** START OF Source excerpt **
Customers using Isilon/Powerscale Wormlock feature face challenges on reporting on the lock status of files and locating files that will expiry in the future based on the lock retention.   Once files expire after the retention period, many customers  want to locate and delete this data to save space.   This solution guide explains how this can be managed within Search & Recover.


Use Case #1 - Compliance Report on Locked Data Storage Requirement for a Future Year

  1. Locking data for retention is only half the solution.  Reporting on what is locked, how long it's locked, when it was locked are critical requirements to manage retention data.
  2. This will be available in release 1.1.5 with a dedicated quick report.  To report on data that needs to be stored based on retention requires a search to search file all files on path and sum up the file size and then subtract data that is expired based on the last accessed time stamp of the data within the time period of the report.  It will report on future years automatically and show storage requirements after removing expired data from the results.
  3. A work around in the current release to report on data that will need to be stored in a future year.
    1. Create an advisory quota on the compliance data path you want to analyze and get the GB's stored on this path.
    2. Using the What's growing Old? Quick Report select the Last accessed for Search by and Group by year. Enter the path where the retention data is stored.  See example below.
    3.
** END OF Source excerpt **
▸ Task a: Return the box-labeled dataset records below line for line, leaving out the pictures.
** START OF The input **
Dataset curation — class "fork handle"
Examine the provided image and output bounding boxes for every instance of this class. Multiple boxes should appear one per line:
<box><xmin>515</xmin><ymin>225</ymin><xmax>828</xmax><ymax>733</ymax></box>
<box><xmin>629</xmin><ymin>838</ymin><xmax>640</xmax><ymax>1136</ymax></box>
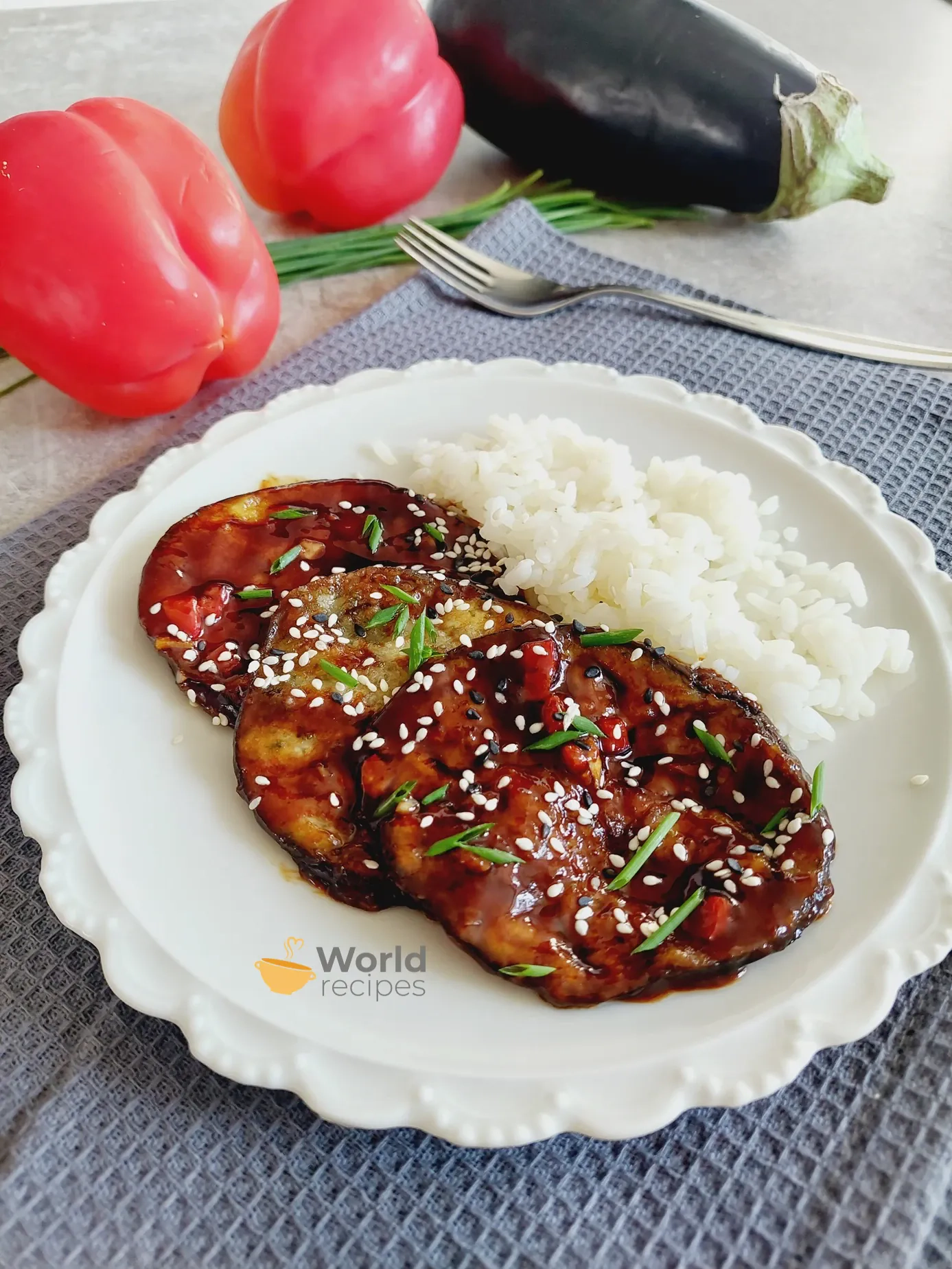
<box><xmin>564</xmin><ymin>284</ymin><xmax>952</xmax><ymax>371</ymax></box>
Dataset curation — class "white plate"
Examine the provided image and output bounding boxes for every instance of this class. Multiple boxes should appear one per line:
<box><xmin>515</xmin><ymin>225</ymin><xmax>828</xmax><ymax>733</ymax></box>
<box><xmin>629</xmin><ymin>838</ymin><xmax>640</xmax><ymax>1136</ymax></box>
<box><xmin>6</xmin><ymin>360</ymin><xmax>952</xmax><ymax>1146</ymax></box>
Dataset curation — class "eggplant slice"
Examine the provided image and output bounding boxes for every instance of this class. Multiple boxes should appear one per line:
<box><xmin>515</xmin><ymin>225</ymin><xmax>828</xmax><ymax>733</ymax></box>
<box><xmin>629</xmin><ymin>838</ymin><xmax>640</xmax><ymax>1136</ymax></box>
** END OF The input **
▸ Task b: From the Wormlock reporting guide, retype the part that opens with the words containing "Customers using Isilon/Powerscale" and closes with "Search & Recover.", keeping it verbatim.

▸ Response a:
Dataset curation — class "fork handle"
Examine the provided image and output bounding boxes for every instance of this class. Multiple boxes should appear one per line:
<box><xmin>515</xmin><ymin>225</ymin><xmax>828</xmax><ymax>733</ymax></box>
<box><xmin>629</xmin><ymin>838</ymin><xmax>640</xmax><ymax>1136</ymax></box>
<box><xmin>564</xmin><ymin>284</ymin><xmax>952</xmax><ymax>371</ymax></box>
Dataset curation — class "white plate"
Examine the provided image and output bounding boxes for every instance of this class. Multiple boxes should appear one per line:
<box><xmin>515</xmin><ymin>225</ymin><xmax>828</xmax><ymax>733</ymax></box>
<box><xmin>629</xmin><ymin>838</ymin><xmax>640</xmax><ymax>1136</ymax></box>
<box><xmin>6</xmin><ymin>360</ymin><xmax>952</xmax><ymax>1146</ymax></box>
Dataset curation — class "eggplant slice"
Examine the provided image and output bounding boxes for every instance of this class. Multiple boxes should appear one per line:
<box><xmin>515</xmin><ymin>225</ymin><xmax>828</xmax><ymax>733</ymax></box>
<box><xmin>629</xmin><ymin>838</ymin><xmax>640</xmax><ymax>1136</ymax></box>

▸ Response b:
Customers using Isilon/Powerscale Wormlock feature face challenges on reporting on the lock status of files and locating files that will expiry in the future based on the lock retention.   Once files expire after the retention period, many customers  want to locate and delete this data to save space.   This solution guide explains how this can be managed within Search & Recover.